**CHALLENGE**:
Retype each line of the material exactly, please, skipping any picture in it.

- - -

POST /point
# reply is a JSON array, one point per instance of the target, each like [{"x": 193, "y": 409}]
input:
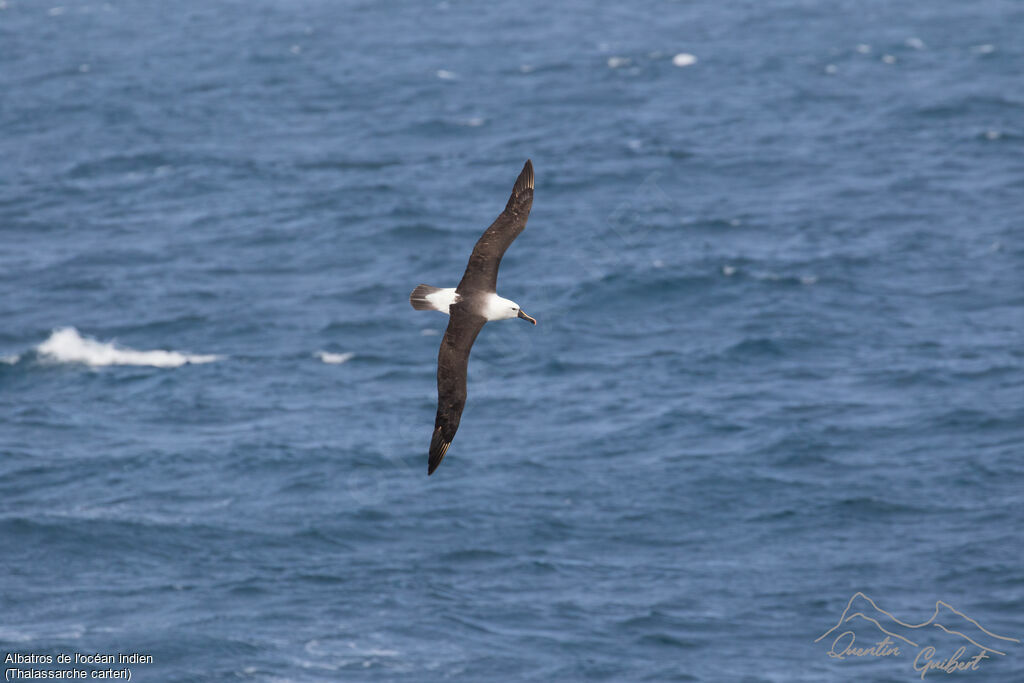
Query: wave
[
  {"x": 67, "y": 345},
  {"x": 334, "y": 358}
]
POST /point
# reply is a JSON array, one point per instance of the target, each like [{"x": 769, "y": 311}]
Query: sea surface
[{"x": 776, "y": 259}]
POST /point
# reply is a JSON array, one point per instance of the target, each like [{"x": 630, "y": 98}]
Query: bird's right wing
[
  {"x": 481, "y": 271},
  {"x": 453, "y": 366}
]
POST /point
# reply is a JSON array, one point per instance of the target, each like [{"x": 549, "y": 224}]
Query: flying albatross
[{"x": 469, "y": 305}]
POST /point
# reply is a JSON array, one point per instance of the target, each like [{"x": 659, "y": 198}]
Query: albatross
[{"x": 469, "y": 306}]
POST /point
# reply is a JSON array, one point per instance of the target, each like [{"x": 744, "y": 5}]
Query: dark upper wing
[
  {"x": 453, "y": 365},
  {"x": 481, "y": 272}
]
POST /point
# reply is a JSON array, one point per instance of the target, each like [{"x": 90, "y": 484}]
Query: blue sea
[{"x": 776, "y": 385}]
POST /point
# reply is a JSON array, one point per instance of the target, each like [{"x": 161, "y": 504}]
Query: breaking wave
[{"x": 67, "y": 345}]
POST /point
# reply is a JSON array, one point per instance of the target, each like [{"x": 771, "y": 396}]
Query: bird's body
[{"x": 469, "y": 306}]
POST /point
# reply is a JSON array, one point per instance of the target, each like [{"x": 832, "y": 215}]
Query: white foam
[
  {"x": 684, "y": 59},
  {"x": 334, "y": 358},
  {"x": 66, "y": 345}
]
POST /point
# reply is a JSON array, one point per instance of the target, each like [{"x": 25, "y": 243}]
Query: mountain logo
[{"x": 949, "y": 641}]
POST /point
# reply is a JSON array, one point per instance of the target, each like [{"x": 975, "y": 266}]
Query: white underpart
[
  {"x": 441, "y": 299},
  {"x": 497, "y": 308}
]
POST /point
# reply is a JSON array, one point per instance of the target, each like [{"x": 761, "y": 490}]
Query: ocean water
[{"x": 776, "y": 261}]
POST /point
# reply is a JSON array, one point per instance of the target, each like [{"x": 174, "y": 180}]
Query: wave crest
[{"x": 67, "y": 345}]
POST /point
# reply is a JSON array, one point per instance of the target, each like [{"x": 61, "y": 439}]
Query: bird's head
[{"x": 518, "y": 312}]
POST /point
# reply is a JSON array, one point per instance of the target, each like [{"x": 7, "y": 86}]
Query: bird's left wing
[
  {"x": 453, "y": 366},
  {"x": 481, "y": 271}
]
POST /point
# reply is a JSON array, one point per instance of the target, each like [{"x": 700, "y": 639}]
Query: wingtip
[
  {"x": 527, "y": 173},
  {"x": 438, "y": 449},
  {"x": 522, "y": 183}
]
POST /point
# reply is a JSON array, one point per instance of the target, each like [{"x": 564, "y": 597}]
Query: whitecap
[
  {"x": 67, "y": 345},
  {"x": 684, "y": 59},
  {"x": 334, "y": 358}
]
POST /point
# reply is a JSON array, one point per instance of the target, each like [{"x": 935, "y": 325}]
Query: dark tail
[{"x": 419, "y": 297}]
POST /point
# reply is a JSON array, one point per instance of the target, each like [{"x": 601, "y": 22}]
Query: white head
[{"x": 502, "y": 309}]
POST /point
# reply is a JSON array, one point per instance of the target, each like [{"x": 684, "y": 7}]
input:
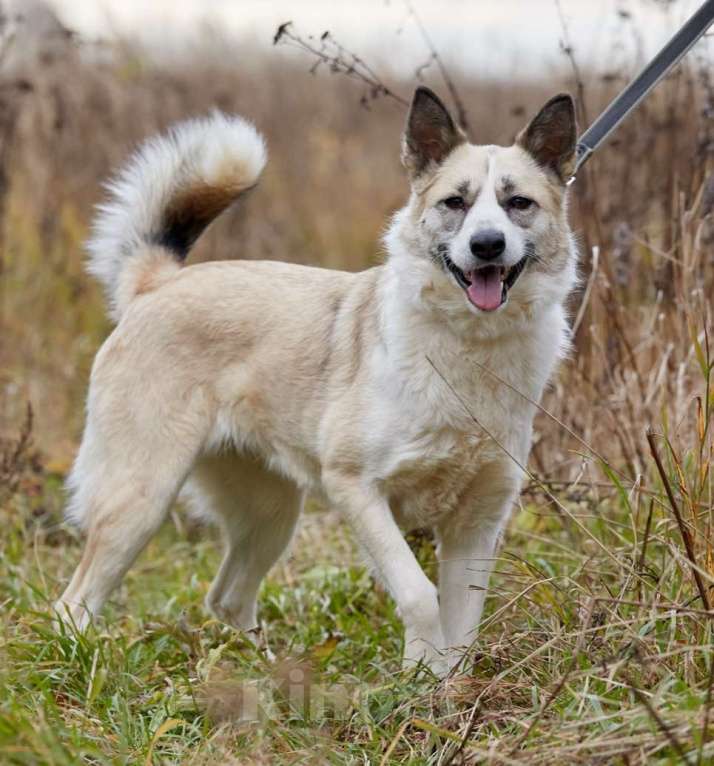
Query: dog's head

- - -

**RESULT OF THE EXERCISE**:
POST /point
# reply is a JSON array, one point per instance of the target, each like [{"x": 193, "y": 409}]
input:
Query: wave
[
  {"x": 67, "y": 345},
  {"x": 334, "y": 358}
]
POST /point
# reply is a JSON array, one point per instance of the target, each like [{"x": 769, "y": 311}]
Query: sea surface
[{"x": 776, "y": 259}]
POST /point
# reply is a JSON array, one point per instance of the target, each like [{"x": 630, "y": 98}]
Query: bird's right wing
[
  {"x": 481, "y": 271},
  {"x": 453, "y": 366}
]
POST /point
# reply is a JSON array, one point per instance of the target, each like [{"x": 549, "y": 224}]
Query: flying albatross
[{"x": 469, "y": 305}]
POST /point
# reply is a JSON array, one point per instance of the target, each like [{"x": 659, "y": 198}]
Query: albatross
[{"x": 469, "y": 306}]
POST /point
# reply is a JSON array, one point per instance of the target, each like [{"x": 744, "y": 5}]
Query: dark upper wing
[
  {"x": 453, "y": 365},
  {"x": 481, "y": 272}
]
POST /point
# reply is a JSON array, one point per instance of the target, each like [{"x": 90, "y": 484}]
Query: blue sea
[{"x": 776, "y": 385}]
POST /point
# reply is a JSON array, one point per instance of the target, each like [{"x": 161, "y": 504}]
Query: breaking wave
[{"x": 67, "y": 345}]
POST /point
# reply is a JSON array, one point per instance of the target, each like [{"x": 771, "y": 396}]
Query: bird's body
[{"x": 469, "y": 306}]
POST /point
# reply is a JSON array, one point per instance of the target, each like [{"x": 832, "y": 215}]
Query: white foam
[
  {"x": 684, "y": 59},
  {"x": 334, "y": 358},
  {"x": 66, "y": 345}
]
POST /point
# reply is a JSON array, one point per instance of the target, each like [{"x": 25, "y": 243}]
Query: mountain logo
[{"x": 949, "y": 641}]
POST /point
# reply is a JSON array, one point per instance of the target, each like [{"x": 975, "y": 266}]
Query: white underpart
[
  {"x": 441, "y": 299},
  {"x": 497, "y": 308}
]
POST /point
# reply is a JSON array, one point per instance of the target, each like [{"x": 761, "y": 490}]
Query: ocean water
[{"x": 776, "y": 261}]
POST /point
# reply is a JSON array, one point per instance of the target, each like [{"x": 174, "y": 180}]
Query: wave crest
[{"x": 67, "y": 345}]
POST /point
# reply is a JSON array, one point per instance of the target, each like [{"x": 61, "y": 439}]
Query: bird's head
[{"x": 518, "y": 312}]
POST /point
# reply is a JSON array, one point per instance of the target, each like [{"x": 7, "y": 86}]
Query: bird's left wing
[
  {"x": 453, "y": 366},
  {"x": 481, "y": 271}
]
POST /point
# reply is a JSON array, one point per instance of the target, each like [{"x": 700, "y": 639}]
Query: wingtip
[
  {"x": 527, "y": 173},
  {"x": 438, "y": 449},
  {"x": 522, "y": 183}
]
POST /point
# reply is a JSON array, one point per instance of the target, each like [{"x": 564, "y": 597}]
Query: whitecap
[
  {"x": 67, "y": 345},
  {"x": 684, "y": 59},
  {"x": 334, "y": 358}
]
POST /point
# reply is a JSON array, one point per instance of the target, each like [{"x": 935, "y": 325}]
Query: dark tail
[{"x": 419, "y": 297}]
POST /point
# reply is a JSON array, one point per instance of the target, each like [{"x": 601, "y": 22}]
Query: white head
[{"x": 502, "y": 309}]
POST /point
# reply is a JSON array, one point per instance of the target, each like [{"x": 684, "y": 7}]
input:
Query: dog's head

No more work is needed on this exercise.